AUSGEWÄHLTER TEXTAUSZUG |
§
Meinungsbildung beginnt auf der lokalen Ebene, wird nach wie vor wesentlich von Regionalzeitungen bestimmt. Wie viele es davon gibt und wie groß damit die Meinungsvielfalt ist, gilt als eine wichtige Komponente der Demokratie. Diesen Parameter empirisch zu bestimmen, war eine der Lebensaufgaben von Walter J. Schütz. 1954 begann er mit gerade einmal 24 Jahren die erste so genannte Stichtagssammlung. Ausgangspunkt war die Behauptung, es gäbe immer weniger Lokalausgaben in Deutschland und damit immer weniger Möglichkeiten, sich über Politik, Sport und Kultur direkt vor Ort zu informieren. Doch belastbare Daten dafür gab es nicht, so dass Schütz auf die Idee kam, die einzelnen Ausgaben erstmals gesammelt auszuwerten. Denn hinter einem oftmals identischen "Mantel", dem überregionalen Umschlagteil, verbergen sich mitunter zig verschiedene Lokalteile. Um ebenso die unterschiedlichen wirtschaftlichen Verflechtungen zu benennen (mal eigenständige kleine Verlage, die den Mantel einkaufen, mal Unterabteilungen des eigenen Verlags), definierte Schütz als erster die Begriffe der „Publizistischen Einheit“ und des „Verlegers als Herausgeber“ – Standard für Generationen von Studierenden der Kommunikationswissenschaft, denen „der“ Schütz auch als einer der Herausgeber des Standardwerks „Medienrecht“ ein Begriff ist.
§
VORLIEGENDE DATEN |
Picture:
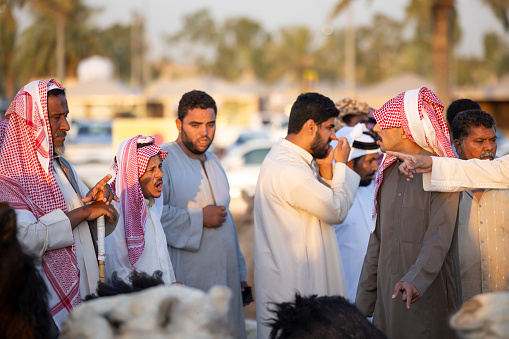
§
AUFGABE | Über welche Themenbereiche kann man sich laut dem Textauszug über Regionalzeitungen direkt vor Ort informieren? Nennen Sie alle. Stützen Sie sich dabei ausschließlich auf den Textauszug.

ANTWORT | Politik, Sport und Kultur